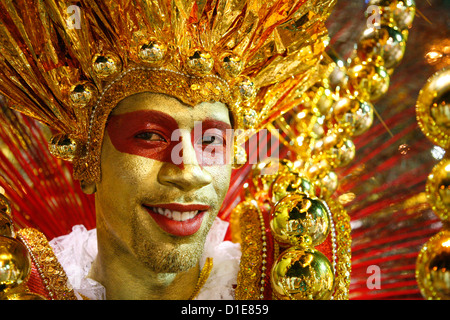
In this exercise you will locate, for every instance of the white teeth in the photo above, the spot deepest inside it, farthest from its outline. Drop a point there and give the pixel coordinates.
(176, 215)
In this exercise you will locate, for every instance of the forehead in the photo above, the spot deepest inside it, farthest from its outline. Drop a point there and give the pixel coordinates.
(173, 107)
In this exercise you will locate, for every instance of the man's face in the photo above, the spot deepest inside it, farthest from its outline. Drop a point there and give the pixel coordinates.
(165, 174)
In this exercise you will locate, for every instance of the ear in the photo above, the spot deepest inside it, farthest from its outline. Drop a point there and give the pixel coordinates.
(88, 187)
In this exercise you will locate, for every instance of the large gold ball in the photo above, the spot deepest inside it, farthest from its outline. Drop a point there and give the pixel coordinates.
(302, 274)
(288, 183)
(6, 225)
(5, 205)
(15, 263)
(433, 267)
(438, 189)
(299, 219)
(433, 108)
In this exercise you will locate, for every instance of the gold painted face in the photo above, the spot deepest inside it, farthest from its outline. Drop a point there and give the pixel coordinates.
(164, 175)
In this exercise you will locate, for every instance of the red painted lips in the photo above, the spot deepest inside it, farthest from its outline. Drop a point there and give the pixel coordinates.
(178, 219)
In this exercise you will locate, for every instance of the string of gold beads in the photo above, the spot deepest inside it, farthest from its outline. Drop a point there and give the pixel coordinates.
(433, 261)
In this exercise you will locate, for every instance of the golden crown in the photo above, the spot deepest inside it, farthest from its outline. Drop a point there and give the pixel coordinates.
(68, 64)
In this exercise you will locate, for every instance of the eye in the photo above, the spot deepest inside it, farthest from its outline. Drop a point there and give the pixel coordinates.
(150, 136)
(212, 139)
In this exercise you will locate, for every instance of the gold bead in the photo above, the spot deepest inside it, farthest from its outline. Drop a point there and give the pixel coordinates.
(25, 296)
(317, 170)
(231, 64)
(63, 147)
(299, 219)
(200, 62)
(433, 267)
(341, 155)
(386, 42)
(15, 263)
(438, 189)
(106, 65)
(246, 88)
(367, 81)
(397, 13)
(354, 113)
(250, 118)
(288, 183)
(327, 185)
(433, 108)
(239, 157)
(82, 94)
(152, 52)
(302, 274)
(6, 225)
(264, 173)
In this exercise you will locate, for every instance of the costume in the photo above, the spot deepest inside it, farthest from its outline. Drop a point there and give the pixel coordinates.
(246, 76)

........

What the exercise asks. The data above should be repeated in full and exactly, with no pictures carried over.

Final answer.
In this exercise you will locate, for every instance of the white teeth in the photo above, the spot deepest inside it, farthest from its outline. Drop a point there and give the pixel coordinates.
(176, 215)
In this exercise you will locate, for every instance of the forehead in the photo above, the spot deepest inside it, farthest from its outline. Drop a point there and give the pixel coordinates.
(173, 107)
In this exercise you will locate, for every instance of the man's face in the photo above, the spot deepest inside it, farthest from its outline. Drop a point there and give the pixel coordinates.
(165, 174)
In this exercise you will locate, for every instance of the ear in the photo above, the spot deepest inside it, farthest from its outline. Drop a point there and give the pixel coordinates.
(88, 187)
In this exercise you will locate, for every instance of the large gold ball in the photo above, the spot deepest inside it, farthest from its outline. Drop a point there and give the pixel coordinates.
(302, 274)
(288, 183)
(6, 225)
(5, 205)
(15, 263)
(433, 267)
(438, 189)
(299, 219)
(433, 108)
In this exercise you will locate, for every instance of the gold painted face in the photo above, the spot deepest inside it, farthest from its outline. Drop a point there and give the pixel coordinates.
(164, 175)
In this exercise you will locate, for every instance of the red painted lips in the photo above, the spot deepest inside it, farthest from its outline. Drop a point there and give the pixel coordinates.
(178, 219)
In this exercise you will locate, for every instance of the string of gold beads in the photo above, the spot deepest inside it, farthest from its outline. Drop a point there and give the pixel coordinates.
(433, 261)
In this exercise you will locate, for every instance of the golden crown in the photo above, the spot deepest inside it, farthest from its outline. Drop a point there and give the pixel coordinates.
(68, 64)
In this exercise you will locate, for every instance of the eye in the photo above, the spot deepest inside it, farthest from its outline. Drop a point there and give the pixel coordinates.
(150, 136)
(212, 139)
In this exercise you will locate, for every instance of the gold bead in the photo above, the spot deepest inside it, farthest from its outline. Drop a point there and give the pixel coordinates.
(25, 296)
(317, 170)
(231, 64)
(63, 147)
(299, 219)
(200, 62)
(433, 267)
(341, 155)
(386, 42)
(15, 263)
(438, 189)
(106, 65)
(246, 88)
(367, 81)
(397, 13)
(354, 113)
(250, 118)
(288, 183)
(327, 185)
(433, 108)
(239, 157)
(82, 94)
(152, 52)
(302, 274)
(6, 225)
(264, 173)
In this exercise you will locate, for every instance of the costume in the photo above, the spot deepest inside it, farthest from its outline. Drop a point there and give the pixel coordinates.
(246, 76)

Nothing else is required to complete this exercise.